### Given exercise:
Please find each line in the rows below that contains the word "outline", and copy those lines out.

+++ Data shown

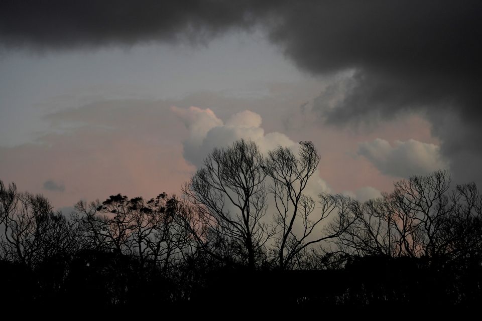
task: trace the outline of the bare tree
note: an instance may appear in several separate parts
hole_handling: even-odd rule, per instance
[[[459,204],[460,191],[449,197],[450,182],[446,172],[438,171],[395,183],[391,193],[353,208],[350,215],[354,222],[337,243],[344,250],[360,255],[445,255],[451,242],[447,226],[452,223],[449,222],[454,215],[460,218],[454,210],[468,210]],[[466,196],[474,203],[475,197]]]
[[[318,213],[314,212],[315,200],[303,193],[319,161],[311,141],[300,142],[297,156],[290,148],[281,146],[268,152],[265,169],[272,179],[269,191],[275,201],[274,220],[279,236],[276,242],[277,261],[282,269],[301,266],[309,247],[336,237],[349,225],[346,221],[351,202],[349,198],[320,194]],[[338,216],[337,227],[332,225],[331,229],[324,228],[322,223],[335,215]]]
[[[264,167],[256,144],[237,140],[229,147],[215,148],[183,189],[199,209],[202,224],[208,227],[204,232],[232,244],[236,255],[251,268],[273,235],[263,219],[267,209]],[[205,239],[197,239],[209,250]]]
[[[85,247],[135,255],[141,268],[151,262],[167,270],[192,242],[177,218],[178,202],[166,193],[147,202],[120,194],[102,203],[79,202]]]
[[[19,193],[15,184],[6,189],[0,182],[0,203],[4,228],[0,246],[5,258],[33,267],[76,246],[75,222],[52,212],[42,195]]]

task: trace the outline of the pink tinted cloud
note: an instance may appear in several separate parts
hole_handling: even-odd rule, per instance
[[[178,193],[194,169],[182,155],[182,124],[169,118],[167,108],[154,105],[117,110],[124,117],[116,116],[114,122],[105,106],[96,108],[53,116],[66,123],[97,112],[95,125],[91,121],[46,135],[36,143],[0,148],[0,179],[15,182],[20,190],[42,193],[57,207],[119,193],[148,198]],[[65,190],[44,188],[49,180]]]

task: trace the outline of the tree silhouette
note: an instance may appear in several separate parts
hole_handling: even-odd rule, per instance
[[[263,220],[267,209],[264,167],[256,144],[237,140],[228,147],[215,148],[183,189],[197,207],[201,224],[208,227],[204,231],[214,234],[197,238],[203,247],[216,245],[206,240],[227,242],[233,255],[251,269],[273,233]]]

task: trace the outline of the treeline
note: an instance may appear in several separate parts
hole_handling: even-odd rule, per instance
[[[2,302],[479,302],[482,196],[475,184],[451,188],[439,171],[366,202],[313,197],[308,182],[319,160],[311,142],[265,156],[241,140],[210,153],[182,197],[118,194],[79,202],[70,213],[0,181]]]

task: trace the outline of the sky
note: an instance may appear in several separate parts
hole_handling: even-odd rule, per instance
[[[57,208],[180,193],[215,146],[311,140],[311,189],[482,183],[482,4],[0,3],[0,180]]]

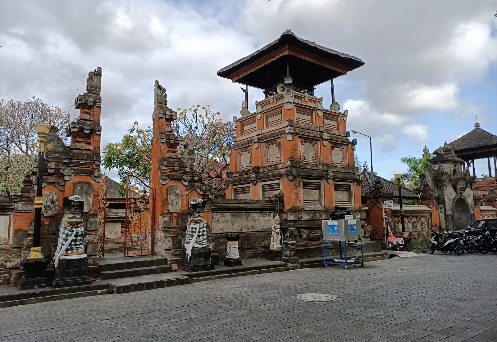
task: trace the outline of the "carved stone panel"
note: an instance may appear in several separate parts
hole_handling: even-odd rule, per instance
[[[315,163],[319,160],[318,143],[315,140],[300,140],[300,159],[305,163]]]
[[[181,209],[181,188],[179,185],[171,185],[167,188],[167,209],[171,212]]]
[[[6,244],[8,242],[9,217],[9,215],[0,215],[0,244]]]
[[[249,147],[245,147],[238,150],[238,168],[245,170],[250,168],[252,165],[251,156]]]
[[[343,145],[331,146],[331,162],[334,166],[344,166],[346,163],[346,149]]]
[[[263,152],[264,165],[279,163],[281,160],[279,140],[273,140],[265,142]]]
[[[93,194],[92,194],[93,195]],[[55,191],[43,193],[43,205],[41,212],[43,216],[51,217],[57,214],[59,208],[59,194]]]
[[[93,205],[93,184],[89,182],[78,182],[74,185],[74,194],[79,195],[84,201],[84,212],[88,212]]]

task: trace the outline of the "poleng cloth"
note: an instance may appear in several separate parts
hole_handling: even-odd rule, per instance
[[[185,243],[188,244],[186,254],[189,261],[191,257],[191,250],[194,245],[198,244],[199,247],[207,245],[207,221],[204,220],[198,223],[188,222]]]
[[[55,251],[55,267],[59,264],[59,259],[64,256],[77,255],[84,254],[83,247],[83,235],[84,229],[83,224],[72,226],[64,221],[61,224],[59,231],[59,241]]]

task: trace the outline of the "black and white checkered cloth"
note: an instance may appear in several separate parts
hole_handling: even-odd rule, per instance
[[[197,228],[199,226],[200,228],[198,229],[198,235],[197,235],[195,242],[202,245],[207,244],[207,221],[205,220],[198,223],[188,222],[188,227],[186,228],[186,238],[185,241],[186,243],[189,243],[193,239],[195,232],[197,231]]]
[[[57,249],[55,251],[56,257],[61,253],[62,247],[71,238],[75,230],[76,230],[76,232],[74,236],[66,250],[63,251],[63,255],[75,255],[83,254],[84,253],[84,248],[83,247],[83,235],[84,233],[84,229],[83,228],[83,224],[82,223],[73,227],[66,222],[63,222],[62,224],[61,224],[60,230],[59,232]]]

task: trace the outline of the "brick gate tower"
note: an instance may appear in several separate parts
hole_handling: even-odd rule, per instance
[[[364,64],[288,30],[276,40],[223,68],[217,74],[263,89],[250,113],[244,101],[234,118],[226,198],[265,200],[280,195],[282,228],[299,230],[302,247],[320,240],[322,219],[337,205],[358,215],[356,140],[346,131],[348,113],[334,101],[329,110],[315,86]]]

++++++

### Answer to this problem:
task: trace the outline of the bare tree
task: trace the outline of the pink tinted cloud
task: trace the outline of the tree silhouette
task: trace the outline of the treeline
task: trace the outline of the sky
task: trace the outline of the "carved stone panel"
task: trace the outline of the "poleng cloth"
task: trace the outline of the "black and white checkered cloth"
task: trace the outline of the "brick gate tower"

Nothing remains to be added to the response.